• What the exercise asks
Look for the line containing "point: green foliage" in the listing below. Retype that line and every subsequent line through the last one, and only those.

• Rows
════════════════════

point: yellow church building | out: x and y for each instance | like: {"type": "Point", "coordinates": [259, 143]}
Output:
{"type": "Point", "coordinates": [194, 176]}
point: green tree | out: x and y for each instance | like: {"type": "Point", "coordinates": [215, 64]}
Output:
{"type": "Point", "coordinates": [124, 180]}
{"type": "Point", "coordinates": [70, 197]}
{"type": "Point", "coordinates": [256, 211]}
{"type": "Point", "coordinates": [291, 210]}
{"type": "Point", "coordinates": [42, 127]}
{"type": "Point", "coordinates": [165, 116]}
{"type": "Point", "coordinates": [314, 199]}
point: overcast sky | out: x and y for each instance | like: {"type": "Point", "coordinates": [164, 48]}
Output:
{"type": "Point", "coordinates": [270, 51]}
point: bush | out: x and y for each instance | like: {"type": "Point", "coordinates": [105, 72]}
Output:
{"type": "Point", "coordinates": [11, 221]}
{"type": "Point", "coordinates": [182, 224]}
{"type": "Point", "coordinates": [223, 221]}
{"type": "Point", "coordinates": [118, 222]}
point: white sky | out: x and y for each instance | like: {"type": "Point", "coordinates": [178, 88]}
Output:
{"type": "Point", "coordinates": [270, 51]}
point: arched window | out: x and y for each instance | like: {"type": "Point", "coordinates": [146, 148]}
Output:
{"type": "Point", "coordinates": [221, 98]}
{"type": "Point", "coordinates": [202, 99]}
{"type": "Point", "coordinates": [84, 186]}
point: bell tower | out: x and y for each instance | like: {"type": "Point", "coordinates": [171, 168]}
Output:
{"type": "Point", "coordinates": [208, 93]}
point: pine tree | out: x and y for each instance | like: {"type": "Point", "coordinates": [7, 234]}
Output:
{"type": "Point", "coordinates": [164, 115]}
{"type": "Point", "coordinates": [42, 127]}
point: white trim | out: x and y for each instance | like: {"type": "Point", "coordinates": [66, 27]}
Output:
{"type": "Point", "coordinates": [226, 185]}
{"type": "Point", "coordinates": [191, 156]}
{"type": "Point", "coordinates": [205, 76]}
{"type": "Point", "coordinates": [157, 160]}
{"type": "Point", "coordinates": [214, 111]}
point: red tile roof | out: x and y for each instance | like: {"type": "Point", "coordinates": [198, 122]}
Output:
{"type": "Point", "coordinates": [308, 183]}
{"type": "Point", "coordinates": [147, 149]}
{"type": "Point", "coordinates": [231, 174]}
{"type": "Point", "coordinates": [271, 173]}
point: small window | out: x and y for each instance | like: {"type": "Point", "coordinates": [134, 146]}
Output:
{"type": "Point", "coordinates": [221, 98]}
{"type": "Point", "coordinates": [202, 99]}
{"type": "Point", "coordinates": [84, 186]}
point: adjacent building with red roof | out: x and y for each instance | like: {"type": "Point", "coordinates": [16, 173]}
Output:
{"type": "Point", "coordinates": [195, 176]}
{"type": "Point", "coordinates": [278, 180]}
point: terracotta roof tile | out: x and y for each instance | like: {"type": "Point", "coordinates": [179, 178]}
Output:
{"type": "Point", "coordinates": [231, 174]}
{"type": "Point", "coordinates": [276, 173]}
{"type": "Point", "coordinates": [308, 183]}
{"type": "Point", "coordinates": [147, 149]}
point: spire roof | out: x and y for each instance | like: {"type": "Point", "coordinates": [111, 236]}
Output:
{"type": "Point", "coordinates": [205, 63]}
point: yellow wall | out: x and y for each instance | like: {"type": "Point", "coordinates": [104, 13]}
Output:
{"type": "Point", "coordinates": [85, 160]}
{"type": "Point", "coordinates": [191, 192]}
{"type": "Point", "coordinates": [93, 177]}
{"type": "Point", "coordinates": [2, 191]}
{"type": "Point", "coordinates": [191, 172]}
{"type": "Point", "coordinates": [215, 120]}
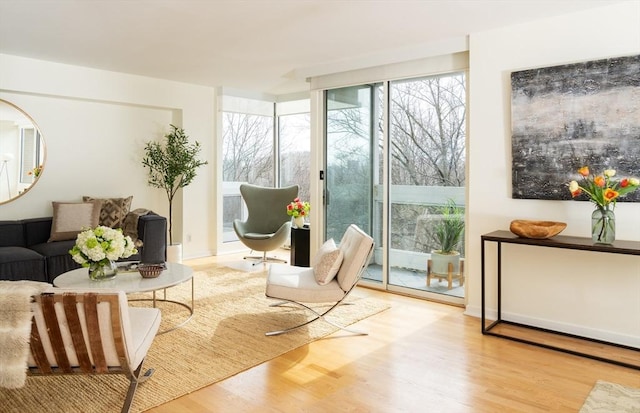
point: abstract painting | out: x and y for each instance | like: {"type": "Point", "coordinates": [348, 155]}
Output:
{"type": "Point", "coordinates": [574, 115]}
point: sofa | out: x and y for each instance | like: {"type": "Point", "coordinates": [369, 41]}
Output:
{"type": "Point", "coordinates": [28, 251]}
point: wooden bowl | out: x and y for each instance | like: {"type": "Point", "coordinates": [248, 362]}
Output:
{"type": "Point", "coordinates": [150, 270]}
{"type": "Point", "coordinates": [536, 229]}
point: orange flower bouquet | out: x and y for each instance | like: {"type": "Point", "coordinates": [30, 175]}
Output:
{"type": "Point", "coordinates": [603, 190]}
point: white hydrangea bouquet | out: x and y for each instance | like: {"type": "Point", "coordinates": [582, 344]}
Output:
{"type": "Point", "coordinates": [101, 246]}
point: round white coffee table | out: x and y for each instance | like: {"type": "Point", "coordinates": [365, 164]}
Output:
{"type": "Point", "coordinates": [132, 282]}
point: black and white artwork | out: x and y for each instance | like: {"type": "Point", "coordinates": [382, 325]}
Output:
{"type": "Point", "coordinates": [569, 116]}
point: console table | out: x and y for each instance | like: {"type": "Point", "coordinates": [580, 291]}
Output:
{"type": "Point", "coordinates": [562, 242]}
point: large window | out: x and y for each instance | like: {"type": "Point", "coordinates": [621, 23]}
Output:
{"type": "Point", "coordinates": [395, 182]}
{"type": "Point", "coordinates": [252, 148]}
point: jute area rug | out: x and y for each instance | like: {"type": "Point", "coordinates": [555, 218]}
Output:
{"type": "Point", "coordinates": [608, 397]}
{"type": "Point", "coordinates": [224, 337]}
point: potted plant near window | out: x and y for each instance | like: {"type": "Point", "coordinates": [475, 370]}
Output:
{"type": "Point", "coordinates": [172, 165]}
{"type": "Point", "coordinates": [447, 234]}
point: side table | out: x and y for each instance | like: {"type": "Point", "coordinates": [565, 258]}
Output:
{"type": "Point", "coordinates": [300, 246]}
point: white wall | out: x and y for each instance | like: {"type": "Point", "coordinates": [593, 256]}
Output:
{"type": "Point", "coordinates": [95, 124]}
{"type": "Point", "coordinates": [589, 293]}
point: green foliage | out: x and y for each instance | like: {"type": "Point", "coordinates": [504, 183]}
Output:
{"type": "Point", "coordinates": [449, 230]}
{"type": "Point", "coordinates": [172, 165]}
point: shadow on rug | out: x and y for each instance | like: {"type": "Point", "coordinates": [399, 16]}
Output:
{"type": "Point", "coordinates": [608, 397]}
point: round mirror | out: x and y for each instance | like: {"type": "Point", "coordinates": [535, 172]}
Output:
{"type": "Point", "coordinates": [21, 152]}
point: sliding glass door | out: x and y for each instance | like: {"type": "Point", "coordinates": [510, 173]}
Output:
{"type": "Point", "coordinates": [395, 155]}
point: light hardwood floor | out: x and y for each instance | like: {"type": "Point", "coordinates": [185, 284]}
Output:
{"type": "Point", "coordinates": [419, 356]}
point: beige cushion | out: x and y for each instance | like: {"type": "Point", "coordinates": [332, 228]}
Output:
{"type": "Point", "coordinates": [71, 218]}
{"type": "Point", "coordinates": [356, 246]}
{"type": "Point", "coordinates": [327, 262]}
{"type": "Point", "coordinates": [113, 210]}
{"type": "Point", "coordinates": [299, 284]}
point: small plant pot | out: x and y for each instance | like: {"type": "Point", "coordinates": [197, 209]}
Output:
{"type": "Point", "coordinates": [440, 262]}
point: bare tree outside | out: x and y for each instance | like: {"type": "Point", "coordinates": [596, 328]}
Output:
{"type": "Point", "coordinates": [427, 128]}
{"type": "Point", "coordinates": [294, 132]}
{"type": "Point", "coordinates": [247, 148]}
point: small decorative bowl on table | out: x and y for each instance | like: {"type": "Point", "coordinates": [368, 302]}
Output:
{"type": "Point", "coordinates": [536, 229]}
{"type": "Point", "coordinates": [150, 270]}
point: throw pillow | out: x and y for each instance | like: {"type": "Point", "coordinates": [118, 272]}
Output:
{"type": "Point", "coordinates": [70, 218]}
{"type": "Point", "coordinates": [327, 262]}
{"type": "Point", "coordinates": [113, 210]}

════════════════════

• Result below
point: green foliage | out: x and y for each instance | like: {"type": "Point", "coordinates": [504, 183]}
Output:
{"type": "Point", "coordinates": [449, 230]}
{"type": "Point", "coordinates": [172, 165]}
point: shadow on rug | out: x and y for each instance | like: {"type": "Point", "coordinates": [399, 16]}
Output:
{"type": "Point", "coordinates": [608, 397]}
point: round mirror | out: x and y for each instance | like: {"type": "Point", "coordinates": [535, 172]}
Output:
{"type": "Point", "coordinates": [21, 152]}
point: sliding glass door | out: x and y for each instance | like: {"type": "Point", "coordinates": [510, 173]}
Output:
{"type": "Point", "coordinates": [395, 155]}
point: light hardwood floor | out: x and y for each instance | like: {"type": "Point", "coordinates": [185, 284]}
Output:
{"type": "Point", "coordinates": [419, 356]}
point: beige cushion | out: x and y for each instance | like: {"type": "Point", "coordinates": [332, 228]}
Output:
{"type": "Point", "coordinates": [71, 218]}
{"type": "Point", "coordinates": [356, 246]}
{"type": "Point", "coordinates": [327, 262]}
{"type": "Point", "coordinates": [113, 210]}
{"type": "Point", "coordinates": [299, 284]}
point: small plant pot | out: x and y for each instance | like: {"type": "Point", "coordinates": [197, 209]}
Output:
{"type": "Point", "coordinates": [440, 262]}
point: bare tree outside | out: x and y for each instance | like: {"type": "Point", "coordinates": [596, 328]}
Output:
{"type": "Point", "coordinates": [427, 128]}
{"type": "Point", "coordinates": [294, 132]}
{"type": "Point", "coordinates": [247, 148]}
point: small decorative bowl on table | out: x and y for each instance | like: {"type": "Point", "coordinates": [368, 302]}
Output:
{"type": "Point", "coordinates": [536, 229]}
{"type": "Point", "coordinates": [150, 270]}
point: throw pillow | out: x and y for each instance | like: {"type": "Point", "coordinates": [118, 272]}
Output:
{"type": "Point", "coordinates": [70, 218]}
{"type": "Point", "coordinates": [327, 262]}
{"type": "Point", "coordinates": [113, 210]}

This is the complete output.